Stored data entries:
•••••

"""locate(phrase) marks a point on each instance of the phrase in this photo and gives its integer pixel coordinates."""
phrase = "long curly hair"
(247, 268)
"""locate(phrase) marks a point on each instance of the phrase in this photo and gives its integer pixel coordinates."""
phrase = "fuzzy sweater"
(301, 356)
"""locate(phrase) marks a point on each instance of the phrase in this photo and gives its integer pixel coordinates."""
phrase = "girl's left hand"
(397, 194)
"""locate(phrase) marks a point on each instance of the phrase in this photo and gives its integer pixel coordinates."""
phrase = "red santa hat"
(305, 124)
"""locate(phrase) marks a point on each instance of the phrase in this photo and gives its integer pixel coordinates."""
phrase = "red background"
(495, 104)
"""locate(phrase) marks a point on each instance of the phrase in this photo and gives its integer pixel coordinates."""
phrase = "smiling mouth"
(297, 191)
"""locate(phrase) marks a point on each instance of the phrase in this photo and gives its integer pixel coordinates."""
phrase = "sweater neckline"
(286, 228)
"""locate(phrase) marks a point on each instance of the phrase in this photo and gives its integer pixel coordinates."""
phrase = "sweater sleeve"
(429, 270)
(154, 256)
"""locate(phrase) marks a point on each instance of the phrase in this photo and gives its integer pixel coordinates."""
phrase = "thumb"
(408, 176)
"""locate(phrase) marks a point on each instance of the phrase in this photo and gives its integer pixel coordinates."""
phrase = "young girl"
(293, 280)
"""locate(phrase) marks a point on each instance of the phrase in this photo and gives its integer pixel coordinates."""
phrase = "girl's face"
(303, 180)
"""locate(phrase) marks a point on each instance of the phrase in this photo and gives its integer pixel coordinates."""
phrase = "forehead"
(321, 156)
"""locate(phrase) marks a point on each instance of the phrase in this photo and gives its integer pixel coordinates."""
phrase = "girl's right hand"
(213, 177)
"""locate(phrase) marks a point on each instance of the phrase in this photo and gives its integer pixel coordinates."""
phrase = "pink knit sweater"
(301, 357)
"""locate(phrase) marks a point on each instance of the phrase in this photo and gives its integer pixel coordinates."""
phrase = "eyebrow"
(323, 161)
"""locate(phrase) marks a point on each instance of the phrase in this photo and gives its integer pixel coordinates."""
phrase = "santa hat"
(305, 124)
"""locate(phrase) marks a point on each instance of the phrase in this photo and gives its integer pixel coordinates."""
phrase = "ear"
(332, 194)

•••••

Every entry is to be restated exactly, with no line dropped.

"""locate(phrase) marks a point on each instance of the phrase in this photo and gives its integer pixel coordinates."""
phrase = "long curly hair"
(247, 268)
"""locate(phrase) marks a point on each instance of the phrase in this photo and gives its integer pixel coordinates."""
phrase = "fuzzy sweater"
(301, 356)
"""locate(phrase) marks a point on each instance of the phrase in this photo and gives its integer pixel coordinates."""
phrase = "girl's left hand"
(397, 194)
"""locate(phrase) marks a point on each instance of the phrase in this photo and gives its integer pixel coordinates."""
phrase = "red santa hat"
(305, 124)
"""locate(phrase) marks a point on each instance of the phrase in this photo and gives its integer pixel coordinates."""
phrase = "red background"
(495, 104)
"""locate(phrase) marks a point on each instance of the phrase in this photo and gives its integer pixel coordinates."""
phrase = "smiling mouth"
(297, 191)
"""locate(phrase) marks a point on each instance of the phrase in this photo and gives its integer pixel coordinates."""
phrase = "sweater neckline"
(286, 228)
"""locate(phrase) marks a point on each instance of the phrase in this photo and gives its integer pixel coordinates."""
phrase = "sweater sleeve"
(429, 270)
(154, 256)
"""locate(phrase) marks a point on each instance of the phrase in this photo and gives its integer pixel coordinates."""
phrase = "thumb"
(408, 176)
"""locate(phrase) marks a point on each instance of the phrase in this photo and gives its integer pixel coordinates."""
phrase = "young girl"
(293, 280)
"""locate(phrase) marks a point on each instance of the phrase in this photo and gives its integer pixel coordinates."""
phrase = "girl's face"
(303, 180)
"""locate(phrase) marks a point on each instance of the phrase in this photo and gives its integer pixel coordinates."""
phrase = "forehead"
(321, 156)
"""locate(phrase) marks a point on each instance of the phrase in this photo and gives its integer pixel coordinates."""
phrase = "girl's right hand"
(213, 177)
"""locate(phrase) marks a point on each instance of the phrase in this photo and gives its integer pixel coordinates."""
phrase = "pink knit sweater"
(301, 357)
"""locate(phrase) marks a point on each instance of the phrase in this photo and gives its integer pixel coordinates."""
phrase = "eyebrow"
(323, 161)
"""locate(phrase) marks a point on each instance of the phrase in this photo and gives its integer pixel coordinates."""
phrase = "santa hat"
(305, 124)
"""locate(phrase) marks a point on each instance of the phrase in this photo and gives its integer pixel coordinates."""
phrase = "ear"
(332, 194)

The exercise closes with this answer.